Given request ▸ The listing below is to be output in its exact form.

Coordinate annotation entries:
--------------------------------------------------

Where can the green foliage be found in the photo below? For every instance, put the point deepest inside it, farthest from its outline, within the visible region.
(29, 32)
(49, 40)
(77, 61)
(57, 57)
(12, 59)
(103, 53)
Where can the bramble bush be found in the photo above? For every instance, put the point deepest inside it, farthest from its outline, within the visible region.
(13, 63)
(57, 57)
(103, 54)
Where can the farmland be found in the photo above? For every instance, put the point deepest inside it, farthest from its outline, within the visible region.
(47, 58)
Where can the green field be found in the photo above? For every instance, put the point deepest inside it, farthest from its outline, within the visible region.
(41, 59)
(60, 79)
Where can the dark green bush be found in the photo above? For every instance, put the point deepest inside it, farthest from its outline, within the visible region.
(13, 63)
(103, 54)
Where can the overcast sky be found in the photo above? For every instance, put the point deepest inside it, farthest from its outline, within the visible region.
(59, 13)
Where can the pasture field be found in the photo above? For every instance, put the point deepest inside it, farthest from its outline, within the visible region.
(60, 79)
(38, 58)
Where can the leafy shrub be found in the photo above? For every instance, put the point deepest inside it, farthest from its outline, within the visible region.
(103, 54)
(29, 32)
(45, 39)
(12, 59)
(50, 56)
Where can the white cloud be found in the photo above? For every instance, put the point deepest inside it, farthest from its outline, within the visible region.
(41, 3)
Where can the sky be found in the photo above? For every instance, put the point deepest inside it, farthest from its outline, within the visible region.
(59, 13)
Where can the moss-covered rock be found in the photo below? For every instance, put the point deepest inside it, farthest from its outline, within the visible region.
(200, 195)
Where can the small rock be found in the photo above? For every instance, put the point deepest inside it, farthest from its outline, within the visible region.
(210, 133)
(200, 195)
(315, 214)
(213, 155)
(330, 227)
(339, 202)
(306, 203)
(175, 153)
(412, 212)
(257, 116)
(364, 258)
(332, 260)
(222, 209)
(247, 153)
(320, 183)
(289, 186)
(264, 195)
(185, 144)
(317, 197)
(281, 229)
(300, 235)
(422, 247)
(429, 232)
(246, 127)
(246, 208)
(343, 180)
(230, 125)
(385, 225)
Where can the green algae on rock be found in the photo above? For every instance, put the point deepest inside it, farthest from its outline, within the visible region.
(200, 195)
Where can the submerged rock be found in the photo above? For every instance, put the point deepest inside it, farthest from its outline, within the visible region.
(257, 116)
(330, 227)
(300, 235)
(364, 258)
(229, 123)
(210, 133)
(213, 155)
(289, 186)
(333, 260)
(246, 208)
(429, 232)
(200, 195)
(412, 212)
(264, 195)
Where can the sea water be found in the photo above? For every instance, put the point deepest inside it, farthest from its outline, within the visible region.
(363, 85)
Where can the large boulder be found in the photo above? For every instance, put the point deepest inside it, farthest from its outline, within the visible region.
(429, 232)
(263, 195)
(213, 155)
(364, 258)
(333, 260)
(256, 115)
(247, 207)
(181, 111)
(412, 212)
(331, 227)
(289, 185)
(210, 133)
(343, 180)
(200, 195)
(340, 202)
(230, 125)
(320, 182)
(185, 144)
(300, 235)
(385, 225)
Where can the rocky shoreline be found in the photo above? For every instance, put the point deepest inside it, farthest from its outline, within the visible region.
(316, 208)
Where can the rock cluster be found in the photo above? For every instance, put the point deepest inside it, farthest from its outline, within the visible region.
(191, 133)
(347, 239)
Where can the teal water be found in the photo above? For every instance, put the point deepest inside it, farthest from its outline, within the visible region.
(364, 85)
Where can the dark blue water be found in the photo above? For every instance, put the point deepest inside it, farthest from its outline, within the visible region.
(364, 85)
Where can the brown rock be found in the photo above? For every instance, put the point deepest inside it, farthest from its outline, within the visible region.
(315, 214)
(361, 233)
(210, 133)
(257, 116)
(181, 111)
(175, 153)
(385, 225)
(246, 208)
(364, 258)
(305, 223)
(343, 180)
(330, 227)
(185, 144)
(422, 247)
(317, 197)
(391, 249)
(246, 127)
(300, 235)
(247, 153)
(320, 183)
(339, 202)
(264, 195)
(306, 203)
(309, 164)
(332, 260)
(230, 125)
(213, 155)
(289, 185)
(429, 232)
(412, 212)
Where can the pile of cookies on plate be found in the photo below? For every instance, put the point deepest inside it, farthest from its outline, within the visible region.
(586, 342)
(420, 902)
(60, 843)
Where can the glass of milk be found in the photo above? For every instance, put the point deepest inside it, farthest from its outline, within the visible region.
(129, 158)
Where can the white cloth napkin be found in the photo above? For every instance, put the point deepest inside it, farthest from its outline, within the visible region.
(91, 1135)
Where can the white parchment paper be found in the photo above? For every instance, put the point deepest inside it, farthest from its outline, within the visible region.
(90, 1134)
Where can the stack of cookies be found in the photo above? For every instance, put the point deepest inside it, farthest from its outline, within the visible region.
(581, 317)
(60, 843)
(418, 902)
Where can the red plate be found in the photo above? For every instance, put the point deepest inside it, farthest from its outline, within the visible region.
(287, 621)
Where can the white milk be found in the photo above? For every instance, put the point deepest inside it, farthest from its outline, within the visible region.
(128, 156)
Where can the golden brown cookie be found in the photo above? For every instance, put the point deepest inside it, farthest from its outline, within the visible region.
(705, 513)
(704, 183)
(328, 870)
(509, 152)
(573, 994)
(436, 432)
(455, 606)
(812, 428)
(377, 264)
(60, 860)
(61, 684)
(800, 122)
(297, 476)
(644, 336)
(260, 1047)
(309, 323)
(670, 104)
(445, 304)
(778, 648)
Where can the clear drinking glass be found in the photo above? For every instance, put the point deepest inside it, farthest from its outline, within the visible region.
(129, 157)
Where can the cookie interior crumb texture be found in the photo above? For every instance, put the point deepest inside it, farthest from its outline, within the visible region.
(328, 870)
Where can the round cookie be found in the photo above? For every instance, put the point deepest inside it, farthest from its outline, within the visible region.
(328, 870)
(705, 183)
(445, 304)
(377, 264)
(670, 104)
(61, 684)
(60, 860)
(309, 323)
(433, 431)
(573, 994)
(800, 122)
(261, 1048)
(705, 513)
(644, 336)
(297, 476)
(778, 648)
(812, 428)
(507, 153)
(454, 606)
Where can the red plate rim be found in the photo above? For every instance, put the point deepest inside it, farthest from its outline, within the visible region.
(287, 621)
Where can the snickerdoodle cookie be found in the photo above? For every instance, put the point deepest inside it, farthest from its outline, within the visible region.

--------------------------------------------------

Solution for this problem ▸
Where can the green foliage be found in the photo below? For every instance, put the point deepest inside it, farthest from its outline, within the visible region.
(29, 32)
(49, 40)
(77, 61)
(57, 57)
(12, 59)
(103, 53)
Where can the bramble bush be found in the photo above? For every instance, put the point deepest inside it, farthest from its outline, within the visible region.
(13, 63)
(57, 57)
(103, 54)
Where can the farmland be found in the photo above? For every instance, put the point deepest inside it, farthest from its outline, within the visible region.
(47, 58)
Where can the green field be found in the photo above? For every instance, put the point deepest inside it, farthest from its outline, within the visible region.
(41, 59)
(60, 79)
Where can the dark green bush be found in the photo above? For every instance, put the point deepest inside it, farthest from its outline, within the visible region.
(13, 63)
(103, 54)
Where can the overcast sky be found in the photo above? For every instance, put the point deepest inside it, farthest from its outline, within the visible region.
(59, 13)
Where can the pasture field be found in the photo above? For every instance, put the point deepest inside it, farthest from its outline, within the visible region.
(60, 79)
(38, 58)
Where can the leafy shrub be found in the photo above? For every instance, put the point deepest inside it, farthest from its outline, within the visible region.
(103, 54)
(29, 32)
(45, 39)
(12, 59)
(50, 56)
Where can the white cloud be found in the photo above? For every instance, put the point deepest inside it, farthest from its outline, within the visible region.
(41, 3)
Where can the sky be found in the photo above? For every instance, put the point deepest inside it, farthest from its outline, within the visible region.
(59, 13)
Where can the moss-covered rock be found in the photo below? For every instance, put the point deepest inside it, farthest from its outline, within the visible region.
(200, 195)
Where can the small rock be found in the photo above? For every instance, put the point deepest inside it, farthest from its outline, within the visible region.
(210, 133)
(200, 195)
(315, 214)
(213, 155)
(330, 227)
(339, 202)
(306, 203)
(175, 153)
(412, 212)
(257, 116)
(364, 258)
(332, 260)
(222, 209)
(247, 153)
(320, 183)
(289, 186)
(264, 195)
(185, 144)
(317, 197)
(281, 229)
(300, 235)
(422, 247)
(429, 232)
(246, 127)
(246, 208)
(343, 180)
(230, 125)
(385, 225)
Where can the green algae on rock be found in the photo above? For every instance, put the point deepest inside it, farthest from its outline, within the visible region.
(200, 195)
Where can the submerged rock be found in the photo above? For every instance, put the point deepest inside it, farthest from its outline, within the visible region.
(257, 116)
(330, 227)
(300, 235)
(364, 258)
(229, 123)
(210, 133)
(213, 155)
(289, 186)
(333, 260)
(246, 208)
(429, 232)
(200, 195)
(412, 212)
(264, 195)
Where can the sea water be found in the photo above? For every instance, put the point deepest inside it, farthest from its outline, within the visible region.
(363, 85)
Where can the large boulder be found in the photo above? For every instance, put the point deepest inside it, farthest from its outline, within the visible region.
(429, 232)
(263, 195)
(213, 155)
(364, 258)
(333, 260)
(256, 115)
(247, 207)
(181, 111)
(412, 212)
(331, 227)
(289, 185)
(210, 133)
(343, 180)
(200, 195)
(340, 202)
(230, 125)
(320, 182)
(185, 144)
(300, 235)
(385, 225)
Where can the rocky shoreline be found in the photo above? For every instance, put the point deepest inside it, farthest from its outline, within the visible region.
(316, 208)
Where can the rock cluster be found in the photo above? For every instance, put the point deepest inside it, farthest from its outline, within the visible region.
(191, 133)
(347, 239)
Where can the teal water be found in the photo above? For every instance, put the point deepest inside it, farthest from its outline, within the visible region.
(364, 85)
Where can the dark blue water be found in the photo above? For every instance, put the point deepest inside it, farthest from its outline, within the visible region.
(364, 85)
Where can the brown rock be found in the photo above? For every instance, put the point deepest inside it, farthest from its outline, within the visible region.
(315, 214)
(361, 233)
(210, 133)
(257, 116)
(181, 111)
(175, 153)
(385, 225)
(246, 208)
(364, 258)
(305, 223)
(343, 180)
(330, 227)
(185, 144)
(422, 247)
(317, 197)
(391, 249)
(246, 127)
(300, 235)
(247, 153)
(320, 183)
(339, 202)
(264, 195)
(306, 203)
(309, 164)
(332, 260)
(230, 125)
(213, 155)
(289, 185)
(429, 232)
(412, 212)
Where can the pile of cookies on plate be found in the photo below? For every instance, put the point deepest inside it, farthest from its outline, within the visible region.
(586, 342)
(420, 902)
(60, 843)
Where can the glass of milk be found in the photo above? For every instance, put the point deepest inside it, farthest from its outline, within the visible region.
(129, 158)
Where can the white cloth napkin be found in the photo above? For every instance, put the point deepest inside it, farthest from its outline, within the visible region.
(91, 1135)
Where can the white parchment paper be found in the photo above? For every instance, put the point deepest inside it, farthest from its outline, within the visible region.
(90, 1134)
Where can the stack of cookies be found in the photo above? For every instance, put the point deepest inside it, farthest from its outline, within the visible region.
(581, 317)
(60, 843)
(418, 902)
Where can the red plate be found in the photo above? For every instance, put the point deepest inside it, farthest from its outline, within the visible region.
(287, 621)
Where can the white milk be found in the photo above? For every instance, put the point deepest inside it, farthest from its outline, within the visible region.
(128, 156)
Where can the golden brown cookie be found in the photo above? For every instance, put the point deepest inside it, farthest from its outline, within the visible region.
(705, 513)
(704, 183)
(328, 870)
(509, 152)
(573, 994)
(436, 432)
(455, 606)
(812, 428)
(377, 264)
(60, 860)
(61, 684)
(800, 122)
(297, 476)
(644, 336)
(260, 1047)
(309, 323)
(670, 104)
(445, 304)
(778, 648)
Where can the clear drinking glass be found in the photo above? For every instance, put the point deepest inside it, farthest from its outline, within the visible region.
(129, 157)
Where can the cookie interior crumb texture be found in the photo above? For every instance, put the point deepest inside it, farthest from its outline, within the visible region.
(328, 870)
Where can the round cookie be found in the photo above? For every instance, put the point deepest inside it, farthest from its outline, within the visible region.
(328, 870)
(705, 183)
(445, 304)
(377, 264)
(670, 104)
(61, 684)
(60, 860)
(309, 323)
(433, 431)
(573, 994)
(800, 122)
(261, 1048)
(705, 513)
(644, 336)
(297, 476)
(778, 648)
(812, 428)
(507, 153)
(454, 606)
Where can the red plate rim be found in the photo above? For every instance, put the point deepest inside it, farthest from its outline, within the visible region.
(287, 621)
Where can the snickerdoodle cookie be found in the photo above? For every instance, put the point deepest inside it, farthest from its outline, within the visible region.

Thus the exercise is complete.